▸ **To do**
Pull out each line of the rows below that contains the string "blanket". Treat uppercase and lowercase as different.
>> Begin
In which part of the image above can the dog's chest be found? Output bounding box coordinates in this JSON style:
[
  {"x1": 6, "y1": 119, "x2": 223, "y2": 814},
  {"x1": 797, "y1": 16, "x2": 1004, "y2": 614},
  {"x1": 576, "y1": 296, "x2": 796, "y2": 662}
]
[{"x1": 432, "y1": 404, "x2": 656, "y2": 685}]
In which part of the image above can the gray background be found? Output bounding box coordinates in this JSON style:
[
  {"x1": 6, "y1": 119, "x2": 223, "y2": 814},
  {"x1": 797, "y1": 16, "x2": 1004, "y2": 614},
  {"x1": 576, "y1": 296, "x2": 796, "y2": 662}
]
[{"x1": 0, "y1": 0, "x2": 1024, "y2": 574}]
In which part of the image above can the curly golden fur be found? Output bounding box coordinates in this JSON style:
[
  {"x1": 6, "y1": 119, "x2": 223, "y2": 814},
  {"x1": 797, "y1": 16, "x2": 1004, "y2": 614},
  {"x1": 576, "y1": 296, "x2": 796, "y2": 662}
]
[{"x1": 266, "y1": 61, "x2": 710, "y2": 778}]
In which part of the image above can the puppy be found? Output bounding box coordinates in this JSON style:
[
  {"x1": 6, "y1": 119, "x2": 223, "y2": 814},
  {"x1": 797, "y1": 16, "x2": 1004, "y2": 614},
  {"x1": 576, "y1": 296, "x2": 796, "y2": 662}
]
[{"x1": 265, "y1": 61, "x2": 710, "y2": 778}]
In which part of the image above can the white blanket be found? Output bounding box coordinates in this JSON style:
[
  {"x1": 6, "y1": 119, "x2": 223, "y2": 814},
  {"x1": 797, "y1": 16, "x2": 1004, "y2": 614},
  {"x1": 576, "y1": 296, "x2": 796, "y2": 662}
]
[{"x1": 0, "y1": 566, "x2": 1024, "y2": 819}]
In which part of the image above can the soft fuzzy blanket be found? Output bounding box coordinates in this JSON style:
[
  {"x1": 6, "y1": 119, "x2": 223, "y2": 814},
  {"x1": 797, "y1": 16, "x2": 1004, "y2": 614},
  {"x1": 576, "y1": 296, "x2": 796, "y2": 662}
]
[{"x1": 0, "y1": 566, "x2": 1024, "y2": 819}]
>> End
▸ **Exercise result**
In which part of the image above can the white blanket be found? Output bounding box coordinates in this JSON style:
In which part of the image above can the soft fuzzy blanket be found? Output bounding box coordinates in this JSON style:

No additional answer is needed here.